Domande e compiti.
[A] Secondo l'estratto scelto, da quando parte l'obbligo giuridico di gestire i rifiuti tessili?
[B] Indica se ciascuna affermazione concorda con l'estratto scelto, rispondendo sì o no e citando le parole decisive: (i) Ecomondo si è svolta a Rimini; (ii) il tessile produce due milioni di tonnellate al mese; (iii) i CSS si ottengono da rifiuti pericolosi.

Estratto scelto.
┄┄┄┄┄┄
Lucia Leonessi, direttore generale di Confindustria Cisambiente, batte sul tasto da tempo e ribadisce il concetto anche dagli scranni di Ecomondo, la fiera che ha avuto luogo a Rimini e che ha fatto il punto sulla green economy il 5 e 6 novembre:
“Continuo a credere nell’importanza strategica di aree come il tessile, che produce due milioni di tonnellate in un anno e che può essere un bacino immenso di CSS, ovvero i combustibili solidi secondari ottenuti da rifiuti non pericolosi. La valorizzazione del rifiuto potrebbe essere un serbatoio di autonomia energetica, ma è una battaglia che si consuma su territori di burocrazia complessi”.
Qui il tempo stringe, perché l’obbligo giuridico di gestire i rifiuti tessili, secondo la direttiva 2008/98/Ce, parte dal primo gennaio 2025. L’Agenzia Europea per l’Ambiente ha fatto il punto sulla produzione dei rifiuti tessili, sui sistemi di raccolta e la capacità di trattamento, nonché sulla classificazione dei prodotti tessili in Europa.
┄┄┄┄┄┄
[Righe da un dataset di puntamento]
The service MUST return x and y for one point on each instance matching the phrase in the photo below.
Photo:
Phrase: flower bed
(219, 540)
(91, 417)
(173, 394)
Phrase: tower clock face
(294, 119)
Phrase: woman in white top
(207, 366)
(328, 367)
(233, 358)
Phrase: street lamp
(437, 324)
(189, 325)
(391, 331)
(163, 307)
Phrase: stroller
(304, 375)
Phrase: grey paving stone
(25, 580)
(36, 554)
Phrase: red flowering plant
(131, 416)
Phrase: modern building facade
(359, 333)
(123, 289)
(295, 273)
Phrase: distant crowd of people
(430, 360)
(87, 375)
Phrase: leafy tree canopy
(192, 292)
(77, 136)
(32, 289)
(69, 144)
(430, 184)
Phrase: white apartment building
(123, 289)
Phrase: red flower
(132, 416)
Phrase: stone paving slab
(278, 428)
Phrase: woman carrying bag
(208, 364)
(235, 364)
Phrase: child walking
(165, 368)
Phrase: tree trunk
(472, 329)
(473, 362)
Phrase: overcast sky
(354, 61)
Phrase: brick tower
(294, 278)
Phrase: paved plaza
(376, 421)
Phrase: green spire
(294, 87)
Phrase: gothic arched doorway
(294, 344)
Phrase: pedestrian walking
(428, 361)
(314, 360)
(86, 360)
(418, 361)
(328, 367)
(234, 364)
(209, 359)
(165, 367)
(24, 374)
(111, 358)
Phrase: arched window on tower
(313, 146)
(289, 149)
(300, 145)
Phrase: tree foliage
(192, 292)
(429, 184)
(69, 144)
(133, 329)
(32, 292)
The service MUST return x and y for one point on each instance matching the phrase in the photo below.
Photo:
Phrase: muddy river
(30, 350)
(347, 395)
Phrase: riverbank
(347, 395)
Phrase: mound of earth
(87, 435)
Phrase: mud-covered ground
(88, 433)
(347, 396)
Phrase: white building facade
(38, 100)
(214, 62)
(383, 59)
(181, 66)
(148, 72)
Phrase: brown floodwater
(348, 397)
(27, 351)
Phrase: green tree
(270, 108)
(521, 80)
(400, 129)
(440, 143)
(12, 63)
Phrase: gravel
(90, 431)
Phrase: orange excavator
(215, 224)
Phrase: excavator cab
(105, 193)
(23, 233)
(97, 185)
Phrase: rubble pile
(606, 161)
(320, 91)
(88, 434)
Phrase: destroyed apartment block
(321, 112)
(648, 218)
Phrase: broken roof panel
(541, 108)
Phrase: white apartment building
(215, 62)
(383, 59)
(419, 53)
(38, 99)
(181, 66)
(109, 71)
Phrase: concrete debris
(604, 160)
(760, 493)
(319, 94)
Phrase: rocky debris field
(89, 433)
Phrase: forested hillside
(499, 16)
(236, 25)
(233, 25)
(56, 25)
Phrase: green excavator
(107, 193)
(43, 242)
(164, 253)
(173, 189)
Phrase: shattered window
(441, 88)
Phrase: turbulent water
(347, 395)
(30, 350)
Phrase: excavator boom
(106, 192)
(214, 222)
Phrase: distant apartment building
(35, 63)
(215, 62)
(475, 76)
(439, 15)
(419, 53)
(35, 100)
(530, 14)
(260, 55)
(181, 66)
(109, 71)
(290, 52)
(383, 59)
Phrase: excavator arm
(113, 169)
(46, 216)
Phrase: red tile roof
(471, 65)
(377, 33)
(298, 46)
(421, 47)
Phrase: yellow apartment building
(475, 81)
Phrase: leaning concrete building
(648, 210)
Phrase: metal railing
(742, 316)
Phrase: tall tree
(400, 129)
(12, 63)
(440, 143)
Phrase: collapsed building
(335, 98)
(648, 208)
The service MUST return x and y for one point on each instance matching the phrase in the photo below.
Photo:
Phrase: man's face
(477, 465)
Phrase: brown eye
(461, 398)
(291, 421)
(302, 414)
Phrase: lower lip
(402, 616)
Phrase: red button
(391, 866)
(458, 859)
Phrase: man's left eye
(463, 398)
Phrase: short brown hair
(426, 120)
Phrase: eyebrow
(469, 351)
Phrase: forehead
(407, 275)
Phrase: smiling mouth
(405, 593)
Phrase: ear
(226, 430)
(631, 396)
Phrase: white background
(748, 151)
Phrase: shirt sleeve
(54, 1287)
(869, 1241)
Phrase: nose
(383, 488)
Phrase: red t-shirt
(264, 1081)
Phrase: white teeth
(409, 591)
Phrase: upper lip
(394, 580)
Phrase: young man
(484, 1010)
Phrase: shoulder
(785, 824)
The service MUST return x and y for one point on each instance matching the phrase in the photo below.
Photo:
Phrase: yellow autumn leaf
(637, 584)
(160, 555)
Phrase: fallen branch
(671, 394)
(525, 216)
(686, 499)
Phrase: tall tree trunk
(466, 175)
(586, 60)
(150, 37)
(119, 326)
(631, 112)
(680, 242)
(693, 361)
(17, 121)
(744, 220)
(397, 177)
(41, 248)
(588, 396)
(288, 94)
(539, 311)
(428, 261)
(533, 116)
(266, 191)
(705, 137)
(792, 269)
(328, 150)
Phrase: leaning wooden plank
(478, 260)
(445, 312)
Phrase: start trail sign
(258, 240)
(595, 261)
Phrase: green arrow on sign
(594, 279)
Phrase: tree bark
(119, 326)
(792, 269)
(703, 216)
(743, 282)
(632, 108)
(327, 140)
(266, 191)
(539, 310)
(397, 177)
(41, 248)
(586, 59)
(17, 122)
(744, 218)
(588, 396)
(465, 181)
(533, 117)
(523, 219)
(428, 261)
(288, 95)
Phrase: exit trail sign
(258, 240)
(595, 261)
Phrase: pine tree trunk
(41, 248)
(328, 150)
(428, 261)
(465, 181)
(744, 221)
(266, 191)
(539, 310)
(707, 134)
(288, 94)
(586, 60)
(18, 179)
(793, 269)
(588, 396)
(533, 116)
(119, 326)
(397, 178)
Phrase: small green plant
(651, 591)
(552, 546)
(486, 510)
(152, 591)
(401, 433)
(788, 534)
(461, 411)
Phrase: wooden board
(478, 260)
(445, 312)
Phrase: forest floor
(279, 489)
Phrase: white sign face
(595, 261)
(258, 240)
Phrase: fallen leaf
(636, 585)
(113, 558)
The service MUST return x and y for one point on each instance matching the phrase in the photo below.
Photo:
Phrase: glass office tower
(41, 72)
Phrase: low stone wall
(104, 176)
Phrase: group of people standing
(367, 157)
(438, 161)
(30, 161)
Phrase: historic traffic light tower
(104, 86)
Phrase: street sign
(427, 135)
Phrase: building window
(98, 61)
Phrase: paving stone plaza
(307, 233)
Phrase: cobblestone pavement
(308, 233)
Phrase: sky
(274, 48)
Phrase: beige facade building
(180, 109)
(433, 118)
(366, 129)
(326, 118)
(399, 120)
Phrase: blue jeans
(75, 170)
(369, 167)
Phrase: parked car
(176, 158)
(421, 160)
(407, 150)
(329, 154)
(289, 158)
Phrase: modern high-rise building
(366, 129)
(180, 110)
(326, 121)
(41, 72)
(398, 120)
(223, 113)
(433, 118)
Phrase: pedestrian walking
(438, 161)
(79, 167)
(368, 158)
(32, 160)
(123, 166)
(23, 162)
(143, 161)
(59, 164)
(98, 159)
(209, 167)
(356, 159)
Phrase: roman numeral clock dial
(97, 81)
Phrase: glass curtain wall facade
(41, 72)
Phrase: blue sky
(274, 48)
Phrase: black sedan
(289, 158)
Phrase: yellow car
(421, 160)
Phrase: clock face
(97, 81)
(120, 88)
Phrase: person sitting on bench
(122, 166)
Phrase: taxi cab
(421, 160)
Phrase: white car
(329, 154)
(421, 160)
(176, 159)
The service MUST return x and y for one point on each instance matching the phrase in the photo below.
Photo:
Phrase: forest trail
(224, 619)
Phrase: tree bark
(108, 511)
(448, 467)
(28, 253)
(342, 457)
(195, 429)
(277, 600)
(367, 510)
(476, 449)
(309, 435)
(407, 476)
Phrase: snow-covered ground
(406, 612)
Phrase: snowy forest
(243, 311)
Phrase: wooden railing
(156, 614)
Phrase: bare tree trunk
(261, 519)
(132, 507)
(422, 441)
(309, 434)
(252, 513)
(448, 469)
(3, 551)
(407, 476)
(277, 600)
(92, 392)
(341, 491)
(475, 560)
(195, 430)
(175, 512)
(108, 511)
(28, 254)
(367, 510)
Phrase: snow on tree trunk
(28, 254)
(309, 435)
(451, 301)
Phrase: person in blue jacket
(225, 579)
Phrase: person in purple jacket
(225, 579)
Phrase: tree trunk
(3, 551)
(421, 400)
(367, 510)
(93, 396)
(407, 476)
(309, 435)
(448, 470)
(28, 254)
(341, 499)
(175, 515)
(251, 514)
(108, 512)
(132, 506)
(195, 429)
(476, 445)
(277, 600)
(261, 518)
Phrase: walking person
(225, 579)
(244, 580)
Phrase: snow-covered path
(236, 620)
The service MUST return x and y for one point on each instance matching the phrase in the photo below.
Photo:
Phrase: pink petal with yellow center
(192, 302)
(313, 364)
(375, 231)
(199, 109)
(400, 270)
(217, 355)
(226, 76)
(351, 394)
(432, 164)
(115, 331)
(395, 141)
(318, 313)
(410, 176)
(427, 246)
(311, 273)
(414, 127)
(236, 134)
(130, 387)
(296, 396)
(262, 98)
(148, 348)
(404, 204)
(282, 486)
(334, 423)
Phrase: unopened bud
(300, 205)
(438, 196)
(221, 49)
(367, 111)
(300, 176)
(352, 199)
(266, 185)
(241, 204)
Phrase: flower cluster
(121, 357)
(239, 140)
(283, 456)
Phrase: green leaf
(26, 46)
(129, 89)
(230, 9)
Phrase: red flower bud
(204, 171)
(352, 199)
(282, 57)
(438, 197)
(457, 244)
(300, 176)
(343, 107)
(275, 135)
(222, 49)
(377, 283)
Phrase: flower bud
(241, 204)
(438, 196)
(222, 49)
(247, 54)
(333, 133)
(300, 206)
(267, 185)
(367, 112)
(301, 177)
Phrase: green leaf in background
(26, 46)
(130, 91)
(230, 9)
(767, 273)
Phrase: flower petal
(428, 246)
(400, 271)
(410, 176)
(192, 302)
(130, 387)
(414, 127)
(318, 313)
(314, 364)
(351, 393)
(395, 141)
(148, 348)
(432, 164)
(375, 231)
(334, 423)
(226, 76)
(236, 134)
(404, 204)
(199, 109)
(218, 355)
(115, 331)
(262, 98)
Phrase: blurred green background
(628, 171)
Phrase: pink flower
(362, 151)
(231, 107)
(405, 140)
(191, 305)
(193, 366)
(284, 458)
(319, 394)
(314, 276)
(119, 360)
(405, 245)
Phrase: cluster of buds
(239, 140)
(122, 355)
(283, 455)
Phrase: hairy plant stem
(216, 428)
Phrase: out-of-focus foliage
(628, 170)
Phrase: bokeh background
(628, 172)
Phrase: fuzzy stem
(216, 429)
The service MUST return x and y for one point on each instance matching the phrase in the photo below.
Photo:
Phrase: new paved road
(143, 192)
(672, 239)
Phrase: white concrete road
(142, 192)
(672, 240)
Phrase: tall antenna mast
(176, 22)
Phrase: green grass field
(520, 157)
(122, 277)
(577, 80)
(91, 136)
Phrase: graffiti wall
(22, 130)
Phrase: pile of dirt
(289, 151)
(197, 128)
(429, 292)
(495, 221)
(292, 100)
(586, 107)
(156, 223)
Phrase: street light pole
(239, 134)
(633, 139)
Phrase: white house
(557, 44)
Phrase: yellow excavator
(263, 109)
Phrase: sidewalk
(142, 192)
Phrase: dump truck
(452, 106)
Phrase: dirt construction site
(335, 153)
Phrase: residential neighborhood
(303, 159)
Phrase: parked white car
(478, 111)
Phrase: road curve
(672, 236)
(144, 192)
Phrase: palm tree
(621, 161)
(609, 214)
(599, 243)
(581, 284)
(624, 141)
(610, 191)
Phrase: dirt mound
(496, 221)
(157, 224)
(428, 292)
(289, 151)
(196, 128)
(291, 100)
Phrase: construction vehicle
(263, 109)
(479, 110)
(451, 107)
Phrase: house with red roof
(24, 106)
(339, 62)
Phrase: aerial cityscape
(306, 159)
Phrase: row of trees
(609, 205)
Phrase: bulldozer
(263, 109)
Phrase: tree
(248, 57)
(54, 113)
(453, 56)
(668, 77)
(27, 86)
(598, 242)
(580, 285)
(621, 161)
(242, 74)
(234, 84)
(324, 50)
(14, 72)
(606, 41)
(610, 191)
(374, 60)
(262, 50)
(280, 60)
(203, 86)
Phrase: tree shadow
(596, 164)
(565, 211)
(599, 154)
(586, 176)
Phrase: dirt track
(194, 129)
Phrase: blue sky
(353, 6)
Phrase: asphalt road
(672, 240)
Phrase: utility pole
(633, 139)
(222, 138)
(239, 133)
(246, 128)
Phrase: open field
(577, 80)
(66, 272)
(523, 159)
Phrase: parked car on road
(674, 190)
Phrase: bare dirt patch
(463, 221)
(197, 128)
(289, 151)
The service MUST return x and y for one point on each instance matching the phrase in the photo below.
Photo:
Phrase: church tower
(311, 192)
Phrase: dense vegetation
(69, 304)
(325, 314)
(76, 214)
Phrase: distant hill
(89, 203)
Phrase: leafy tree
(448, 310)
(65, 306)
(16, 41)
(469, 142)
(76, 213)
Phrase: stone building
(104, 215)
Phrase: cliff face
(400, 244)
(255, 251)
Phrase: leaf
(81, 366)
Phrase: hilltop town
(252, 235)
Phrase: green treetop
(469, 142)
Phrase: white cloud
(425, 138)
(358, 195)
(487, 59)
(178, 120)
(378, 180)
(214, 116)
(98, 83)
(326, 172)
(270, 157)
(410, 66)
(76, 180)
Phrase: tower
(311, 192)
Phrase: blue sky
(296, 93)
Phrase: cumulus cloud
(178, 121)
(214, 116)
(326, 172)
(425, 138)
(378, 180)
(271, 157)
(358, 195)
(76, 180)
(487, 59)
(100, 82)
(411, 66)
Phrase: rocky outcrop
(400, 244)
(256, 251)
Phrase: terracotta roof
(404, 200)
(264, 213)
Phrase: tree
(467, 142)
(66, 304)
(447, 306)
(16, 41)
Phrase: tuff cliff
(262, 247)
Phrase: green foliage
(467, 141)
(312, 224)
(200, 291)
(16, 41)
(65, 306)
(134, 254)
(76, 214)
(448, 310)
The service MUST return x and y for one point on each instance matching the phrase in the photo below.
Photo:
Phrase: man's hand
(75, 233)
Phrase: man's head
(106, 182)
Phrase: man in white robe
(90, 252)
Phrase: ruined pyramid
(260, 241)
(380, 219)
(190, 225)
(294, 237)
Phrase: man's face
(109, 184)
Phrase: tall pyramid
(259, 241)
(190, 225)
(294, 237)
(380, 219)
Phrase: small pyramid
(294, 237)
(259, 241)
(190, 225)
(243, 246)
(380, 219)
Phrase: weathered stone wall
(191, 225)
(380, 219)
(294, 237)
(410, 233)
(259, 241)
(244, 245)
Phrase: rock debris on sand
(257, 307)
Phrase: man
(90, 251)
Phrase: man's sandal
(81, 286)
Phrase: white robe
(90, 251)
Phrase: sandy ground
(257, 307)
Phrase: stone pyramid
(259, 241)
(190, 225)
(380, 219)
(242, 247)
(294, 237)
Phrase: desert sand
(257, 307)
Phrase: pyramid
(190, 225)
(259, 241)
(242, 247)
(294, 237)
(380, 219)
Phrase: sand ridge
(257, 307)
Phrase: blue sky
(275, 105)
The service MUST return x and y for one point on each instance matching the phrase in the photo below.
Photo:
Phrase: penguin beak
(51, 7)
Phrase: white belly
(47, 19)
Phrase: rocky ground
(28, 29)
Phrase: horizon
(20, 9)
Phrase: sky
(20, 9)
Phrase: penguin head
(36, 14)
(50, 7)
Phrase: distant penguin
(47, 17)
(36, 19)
┄┄┄┄┄┄
Le soluzioni.
[A] Dal primo gennaio 2025.

[B]
(i) Sì: «la fiera che ha avuto luogo a Rimini».
(ii) No: «che produce due milioni di tonnellate in un anno».
(iii) No: «ottenuti da rifiuti non pericolosi».